28th Mayor of Nelson
- In office 2010–2013
- Preceded by: Kerry Marshall
- Succeeded by: Rachel Reese

Personal details
- Born: Cataldo Miccio c.1971 Nelson, New Zealand
- Alma mater: University of Canterbury

= Aldo Miccio =

New Zealand politician

Cataldo (Aldo) Miccio (born c.1971) is a New Zealand former local-body politician. He served one term as Mayor of Nelson from 2010 to 2013 and prior to that one term as a Nelson City councillor 2007 to 2010.

== Background ==
Miccio is married to Kimberley and has three children. He was born in Nelson, New Zealand in 1971, he left New Zealand in 2016 and now calls the Central Coast in Sydney, Australia home.

== Career ==
In 1993 Miccio was chief representative officer in China for a multinational textile company. and in 1994 became in inaugural member of the New Zealand Shanghai business forum.

Miccio moved to Australia and in 1995 became General Manager of the clothing division an Australian giftware company. In 1998 he began his own clothing and giftware company, Bissi, which now has offices in Sydney, Melbourne, Hong Kong and Xiamen, China. In 2009 he sold Bissi to a Chinese company, but remains a Director. He met and married his wife while working in Australia.

........

Problem requirements: Decide whether each statement agrees with the text on Aldo Miccio: 1. Miccio served two terms as Mayor of Nelson. 2. Miccio started his own clothing and giftware company in 1998. 3. Miccio kept no role at Bissi after selling it. For each, answer yes or no and quote the deciding words of the text. The material that comes next stands apart from the text on Aldo Miccio.

........

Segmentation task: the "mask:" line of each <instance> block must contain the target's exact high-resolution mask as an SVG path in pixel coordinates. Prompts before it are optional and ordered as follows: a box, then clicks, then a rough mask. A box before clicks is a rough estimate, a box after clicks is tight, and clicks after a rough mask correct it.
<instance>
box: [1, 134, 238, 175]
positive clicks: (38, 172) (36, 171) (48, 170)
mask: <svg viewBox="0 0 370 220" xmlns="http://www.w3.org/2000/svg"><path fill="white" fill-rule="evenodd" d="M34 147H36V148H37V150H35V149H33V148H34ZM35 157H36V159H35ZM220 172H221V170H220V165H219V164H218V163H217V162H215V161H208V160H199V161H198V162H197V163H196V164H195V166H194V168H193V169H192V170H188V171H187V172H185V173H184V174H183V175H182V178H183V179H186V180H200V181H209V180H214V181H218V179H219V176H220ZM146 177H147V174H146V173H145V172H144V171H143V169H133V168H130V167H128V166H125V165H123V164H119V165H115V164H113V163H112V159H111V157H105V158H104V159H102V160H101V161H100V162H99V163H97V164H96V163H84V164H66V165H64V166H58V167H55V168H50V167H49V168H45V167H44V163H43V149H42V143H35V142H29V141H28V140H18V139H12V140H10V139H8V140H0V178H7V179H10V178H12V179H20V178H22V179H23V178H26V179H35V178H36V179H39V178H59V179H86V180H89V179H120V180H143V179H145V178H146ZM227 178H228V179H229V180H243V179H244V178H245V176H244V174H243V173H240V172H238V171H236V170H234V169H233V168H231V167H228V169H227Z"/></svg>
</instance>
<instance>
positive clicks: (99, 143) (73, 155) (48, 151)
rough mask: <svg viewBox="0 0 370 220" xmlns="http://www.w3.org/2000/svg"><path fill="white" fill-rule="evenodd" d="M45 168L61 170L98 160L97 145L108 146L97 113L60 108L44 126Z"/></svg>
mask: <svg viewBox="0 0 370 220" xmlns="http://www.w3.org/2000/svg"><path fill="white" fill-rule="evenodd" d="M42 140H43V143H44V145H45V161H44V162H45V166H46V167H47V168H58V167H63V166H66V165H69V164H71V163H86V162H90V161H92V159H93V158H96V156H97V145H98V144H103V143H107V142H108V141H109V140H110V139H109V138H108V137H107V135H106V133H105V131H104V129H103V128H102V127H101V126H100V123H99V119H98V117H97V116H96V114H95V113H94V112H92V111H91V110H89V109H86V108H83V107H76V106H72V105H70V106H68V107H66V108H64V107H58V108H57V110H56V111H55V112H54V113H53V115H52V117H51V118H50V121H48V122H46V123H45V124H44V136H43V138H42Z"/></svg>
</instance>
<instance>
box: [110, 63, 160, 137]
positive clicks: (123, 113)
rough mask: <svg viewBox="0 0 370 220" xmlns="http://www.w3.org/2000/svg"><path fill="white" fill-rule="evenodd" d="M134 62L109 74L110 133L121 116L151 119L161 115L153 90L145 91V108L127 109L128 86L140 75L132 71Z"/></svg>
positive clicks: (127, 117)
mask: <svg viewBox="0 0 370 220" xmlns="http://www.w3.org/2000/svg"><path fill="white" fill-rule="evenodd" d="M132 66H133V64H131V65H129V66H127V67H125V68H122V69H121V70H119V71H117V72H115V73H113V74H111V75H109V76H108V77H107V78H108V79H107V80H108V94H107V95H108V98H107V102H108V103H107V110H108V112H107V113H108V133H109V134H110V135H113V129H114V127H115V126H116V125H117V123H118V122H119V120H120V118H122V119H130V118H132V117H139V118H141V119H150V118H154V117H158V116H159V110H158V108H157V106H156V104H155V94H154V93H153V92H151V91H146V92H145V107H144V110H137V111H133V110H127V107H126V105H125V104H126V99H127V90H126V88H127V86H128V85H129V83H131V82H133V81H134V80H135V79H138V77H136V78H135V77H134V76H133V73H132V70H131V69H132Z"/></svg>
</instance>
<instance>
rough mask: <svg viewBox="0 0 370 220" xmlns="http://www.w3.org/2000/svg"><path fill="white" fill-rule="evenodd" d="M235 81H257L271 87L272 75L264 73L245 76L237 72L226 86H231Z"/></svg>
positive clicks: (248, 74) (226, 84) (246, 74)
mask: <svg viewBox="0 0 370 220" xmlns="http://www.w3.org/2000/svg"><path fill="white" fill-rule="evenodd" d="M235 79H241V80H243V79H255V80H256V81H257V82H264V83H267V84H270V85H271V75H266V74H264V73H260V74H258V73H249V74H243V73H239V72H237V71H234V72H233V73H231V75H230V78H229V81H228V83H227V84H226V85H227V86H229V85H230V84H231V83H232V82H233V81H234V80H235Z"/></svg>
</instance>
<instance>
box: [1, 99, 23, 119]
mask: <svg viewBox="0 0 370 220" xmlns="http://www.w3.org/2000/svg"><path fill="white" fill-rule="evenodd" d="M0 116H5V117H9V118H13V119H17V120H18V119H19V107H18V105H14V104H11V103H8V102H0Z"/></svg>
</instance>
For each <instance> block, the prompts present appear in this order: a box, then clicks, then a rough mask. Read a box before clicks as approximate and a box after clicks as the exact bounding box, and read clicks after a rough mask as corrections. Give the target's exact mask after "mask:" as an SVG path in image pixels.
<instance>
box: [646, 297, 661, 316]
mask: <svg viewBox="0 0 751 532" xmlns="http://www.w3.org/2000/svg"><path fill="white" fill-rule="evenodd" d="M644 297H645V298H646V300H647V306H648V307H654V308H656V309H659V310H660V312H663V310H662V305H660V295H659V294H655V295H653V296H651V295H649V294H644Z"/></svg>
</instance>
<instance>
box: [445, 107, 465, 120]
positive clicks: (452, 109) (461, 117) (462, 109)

........

Exercise solution:
1. No: "He served one term as Mayor of Nelson from 2010 to 2013"
2. Yes: "In 1998 he began his own clothing and giftware company, Bissi"
3. No: "In 2009 he sold Bissi to a Chinese company, but remains a Director."